DATA SHOWN: Begin

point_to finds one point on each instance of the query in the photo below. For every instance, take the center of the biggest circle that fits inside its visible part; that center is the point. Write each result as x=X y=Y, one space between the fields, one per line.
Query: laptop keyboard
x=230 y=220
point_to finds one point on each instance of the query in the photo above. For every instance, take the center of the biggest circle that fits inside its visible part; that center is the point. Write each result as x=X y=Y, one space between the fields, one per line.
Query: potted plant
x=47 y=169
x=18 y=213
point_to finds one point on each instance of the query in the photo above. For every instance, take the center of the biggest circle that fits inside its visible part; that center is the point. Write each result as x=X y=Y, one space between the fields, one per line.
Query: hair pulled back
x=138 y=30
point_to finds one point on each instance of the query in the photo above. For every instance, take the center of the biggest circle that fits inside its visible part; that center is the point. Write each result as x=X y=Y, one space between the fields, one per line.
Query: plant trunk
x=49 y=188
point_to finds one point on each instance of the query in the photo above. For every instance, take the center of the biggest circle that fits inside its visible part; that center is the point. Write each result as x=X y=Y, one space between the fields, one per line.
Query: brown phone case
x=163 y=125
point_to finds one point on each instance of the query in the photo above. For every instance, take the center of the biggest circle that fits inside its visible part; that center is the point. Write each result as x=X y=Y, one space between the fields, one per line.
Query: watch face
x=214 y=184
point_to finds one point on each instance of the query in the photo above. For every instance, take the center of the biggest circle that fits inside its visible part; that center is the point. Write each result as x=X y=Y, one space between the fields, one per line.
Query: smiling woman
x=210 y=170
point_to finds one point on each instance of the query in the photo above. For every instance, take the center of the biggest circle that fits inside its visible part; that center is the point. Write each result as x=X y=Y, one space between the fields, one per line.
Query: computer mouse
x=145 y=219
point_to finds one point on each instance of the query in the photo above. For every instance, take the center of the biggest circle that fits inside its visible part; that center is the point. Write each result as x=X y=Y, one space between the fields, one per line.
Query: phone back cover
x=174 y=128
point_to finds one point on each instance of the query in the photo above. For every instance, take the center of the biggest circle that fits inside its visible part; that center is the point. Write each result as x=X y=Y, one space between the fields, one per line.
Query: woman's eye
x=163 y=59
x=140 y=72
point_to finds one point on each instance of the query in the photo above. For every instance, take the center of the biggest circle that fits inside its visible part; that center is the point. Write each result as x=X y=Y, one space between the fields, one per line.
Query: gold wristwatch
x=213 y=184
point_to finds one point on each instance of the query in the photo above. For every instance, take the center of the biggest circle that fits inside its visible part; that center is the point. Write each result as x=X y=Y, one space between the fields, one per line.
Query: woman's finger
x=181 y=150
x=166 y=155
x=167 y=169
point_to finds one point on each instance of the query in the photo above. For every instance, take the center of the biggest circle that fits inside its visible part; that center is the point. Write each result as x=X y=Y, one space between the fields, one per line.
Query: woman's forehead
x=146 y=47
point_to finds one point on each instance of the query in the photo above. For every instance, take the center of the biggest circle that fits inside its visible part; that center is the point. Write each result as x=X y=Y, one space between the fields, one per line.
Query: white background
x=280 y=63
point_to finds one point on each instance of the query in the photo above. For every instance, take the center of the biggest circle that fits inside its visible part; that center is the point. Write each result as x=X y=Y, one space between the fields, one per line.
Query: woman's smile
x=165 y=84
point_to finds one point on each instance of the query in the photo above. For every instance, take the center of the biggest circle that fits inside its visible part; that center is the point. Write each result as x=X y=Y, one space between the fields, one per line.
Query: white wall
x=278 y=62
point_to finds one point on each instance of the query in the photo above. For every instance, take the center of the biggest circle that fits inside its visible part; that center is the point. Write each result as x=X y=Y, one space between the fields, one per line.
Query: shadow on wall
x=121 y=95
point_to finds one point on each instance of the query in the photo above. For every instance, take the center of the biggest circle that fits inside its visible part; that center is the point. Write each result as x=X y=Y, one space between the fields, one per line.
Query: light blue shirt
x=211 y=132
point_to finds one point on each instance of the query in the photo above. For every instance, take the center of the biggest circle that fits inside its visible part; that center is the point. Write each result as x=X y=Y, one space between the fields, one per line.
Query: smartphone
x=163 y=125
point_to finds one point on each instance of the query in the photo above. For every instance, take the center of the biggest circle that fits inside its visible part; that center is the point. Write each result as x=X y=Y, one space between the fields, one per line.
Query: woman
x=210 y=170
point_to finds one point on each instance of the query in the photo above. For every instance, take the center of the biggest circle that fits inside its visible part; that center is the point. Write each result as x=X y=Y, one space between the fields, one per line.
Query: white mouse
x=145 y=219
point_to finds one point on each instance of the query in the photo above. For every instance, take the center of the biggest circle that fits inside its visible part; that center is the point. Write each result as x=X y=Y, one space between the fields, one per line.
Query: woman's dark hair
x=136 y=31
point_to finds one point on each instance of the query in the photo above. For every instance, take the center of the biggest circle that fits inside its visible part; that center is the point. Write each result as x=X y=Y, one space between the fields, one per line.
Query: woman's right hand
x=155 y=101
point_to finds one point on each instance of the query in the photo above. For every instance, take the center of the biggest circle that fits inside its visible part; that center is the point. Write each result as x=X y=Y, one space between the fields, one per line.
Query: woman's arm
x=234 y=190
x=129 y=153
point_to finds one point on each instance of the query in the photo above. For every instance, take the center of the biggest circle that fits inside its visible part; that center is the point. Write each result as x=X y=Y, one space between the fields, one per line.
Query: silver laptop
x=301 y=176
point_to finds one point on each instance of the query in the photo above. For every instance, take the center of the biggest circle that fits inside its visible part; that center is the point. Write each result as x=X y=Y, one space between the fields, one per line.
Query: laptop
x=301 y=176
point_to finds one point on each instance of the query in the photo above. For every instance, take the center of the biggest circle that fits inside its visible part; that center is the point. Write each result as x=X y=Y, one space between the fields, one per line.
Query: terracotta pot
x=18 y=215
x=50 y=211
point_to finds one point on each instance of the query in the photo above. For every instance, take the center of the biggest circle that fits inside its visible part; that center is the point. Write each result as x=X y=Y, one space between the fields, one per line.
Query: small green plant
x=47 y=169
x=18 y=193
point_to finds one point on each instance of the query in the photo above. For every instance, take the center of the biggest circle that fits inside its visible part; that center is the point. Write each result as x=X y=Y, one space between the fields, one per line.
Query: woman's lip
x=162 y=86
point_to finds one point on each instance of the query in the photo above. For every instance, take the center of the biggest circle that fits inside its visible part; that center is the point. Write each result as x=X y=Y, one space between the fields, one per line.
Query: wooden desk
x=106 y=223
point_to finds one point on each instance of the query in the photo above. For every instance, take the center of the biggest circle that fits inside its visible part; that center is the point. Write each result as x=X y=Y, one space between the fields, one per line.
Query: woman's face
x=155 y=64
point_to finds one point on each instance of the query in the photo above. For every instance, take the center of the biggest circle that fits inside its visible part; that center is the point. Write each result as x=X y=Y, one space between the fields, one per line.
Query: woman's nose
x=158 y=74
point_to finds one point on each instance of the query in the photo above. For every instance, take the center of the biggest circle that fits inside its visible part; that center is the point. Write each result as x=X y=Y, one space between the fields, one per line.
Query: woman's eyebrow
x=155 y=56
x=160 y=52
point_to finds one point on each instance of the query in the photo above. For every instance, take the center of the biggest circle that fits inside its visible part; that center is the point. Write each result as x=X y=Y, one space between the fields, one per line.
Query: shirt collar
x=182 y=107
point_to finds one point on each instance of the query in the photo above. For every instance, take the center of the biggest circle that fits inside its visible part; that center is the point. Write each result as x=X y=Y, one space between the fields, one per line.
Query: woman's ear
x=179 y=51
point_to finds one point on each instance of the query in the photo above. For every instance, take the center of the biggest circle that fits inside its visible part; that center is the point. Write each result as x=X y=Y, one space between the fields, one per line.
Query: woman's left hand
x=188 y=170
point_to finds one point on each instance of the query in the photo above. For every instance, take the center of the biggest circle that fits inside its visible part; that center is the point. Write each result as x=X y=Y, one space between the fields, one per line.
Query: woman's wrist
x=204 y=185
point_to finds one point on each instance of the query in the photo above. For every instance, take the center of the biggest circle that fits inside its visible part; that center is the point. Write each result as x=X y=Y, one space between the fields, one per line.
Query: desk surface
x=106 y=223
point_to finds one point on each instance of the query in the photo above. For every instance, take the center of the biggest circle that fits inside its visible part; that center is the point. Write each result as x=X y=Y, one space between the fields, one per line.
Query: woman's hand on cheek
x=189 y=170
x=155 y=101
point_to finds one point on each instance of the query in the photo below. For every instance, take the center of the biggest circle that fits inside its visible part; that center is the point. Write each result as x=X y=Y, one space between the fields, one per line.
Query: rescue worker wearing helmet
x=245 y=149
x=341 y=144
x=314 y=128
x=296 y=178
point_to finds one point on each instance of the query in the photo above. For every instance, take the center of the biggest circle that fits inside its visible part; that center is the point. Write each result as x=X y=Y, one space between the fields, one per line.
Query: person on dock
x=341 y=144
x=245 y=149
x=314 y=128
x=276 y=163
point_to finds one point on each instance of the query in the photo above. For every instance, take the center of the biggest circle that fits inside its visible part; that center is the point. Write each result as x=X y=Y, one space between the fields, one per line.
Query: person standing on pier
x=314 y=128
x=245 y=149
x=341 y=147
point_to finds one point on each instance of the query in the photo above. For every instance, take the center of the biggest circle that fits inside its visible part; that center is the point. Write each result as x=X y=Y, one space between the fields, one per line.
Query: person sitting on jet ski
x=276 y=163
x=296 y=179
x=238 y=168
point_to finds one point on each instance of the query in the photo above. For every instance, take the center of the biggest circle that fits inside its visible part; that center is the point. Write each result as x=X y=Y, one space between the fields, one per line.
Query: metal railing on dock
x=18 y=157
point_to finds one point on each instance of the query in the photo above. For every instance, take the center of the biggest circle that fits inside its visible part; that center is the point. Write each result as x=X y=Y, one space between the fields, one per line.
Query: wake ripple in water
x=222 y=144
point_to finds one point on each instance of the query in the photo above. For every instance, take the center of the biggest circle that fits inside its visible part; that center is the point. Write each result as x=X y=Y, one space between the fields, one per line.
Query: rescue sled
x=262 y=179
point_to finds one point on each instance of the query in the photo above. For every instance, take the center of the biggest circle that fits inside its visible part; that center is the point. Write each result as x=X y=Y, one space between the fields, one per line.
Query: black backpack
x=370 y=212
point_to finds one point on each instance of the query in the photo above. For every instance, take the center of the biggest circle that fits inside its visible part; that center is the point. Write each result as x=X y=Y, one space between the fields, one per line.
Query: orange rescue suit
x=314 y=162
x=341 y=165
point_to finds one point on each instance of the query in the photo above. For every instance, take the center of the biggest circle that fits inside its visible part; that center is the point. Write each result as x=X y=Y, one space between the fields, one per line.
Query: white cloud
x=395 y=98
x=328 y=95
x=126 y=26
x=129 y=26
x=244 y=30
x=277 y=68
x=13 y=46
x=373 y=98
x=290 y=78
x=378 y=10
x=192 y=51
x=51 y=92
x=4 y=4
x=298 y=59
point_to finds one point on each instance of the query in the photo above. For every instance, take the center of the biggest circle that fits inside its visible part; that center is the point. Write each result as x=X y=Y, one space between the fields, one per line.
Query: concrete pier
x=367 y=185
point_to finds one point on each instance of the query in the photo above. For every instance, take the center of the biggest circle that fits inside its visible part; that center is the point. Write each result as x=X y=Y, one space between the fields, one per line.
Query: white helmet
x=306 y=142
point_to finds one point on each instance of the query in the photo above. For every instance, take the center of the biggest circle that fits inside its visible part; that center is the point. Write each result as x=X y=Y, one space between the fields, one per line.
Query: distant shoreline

DATA SHOWN: End

WHAT TO DO: Each line from the one holding "Query: white helmet" to the end of the entries is to be written out exactly. Skip every line before it.

TASK ANSWER:
Query: white helmet
x=306 y=142
point_to finds one point on each instance of the query in the photo above. For every instance, take the center of the biggest circle that fits inside its visible part; that center is the point. Write each result as x=X y=Y, one space between the fields, one per line.
Query: distant shoreline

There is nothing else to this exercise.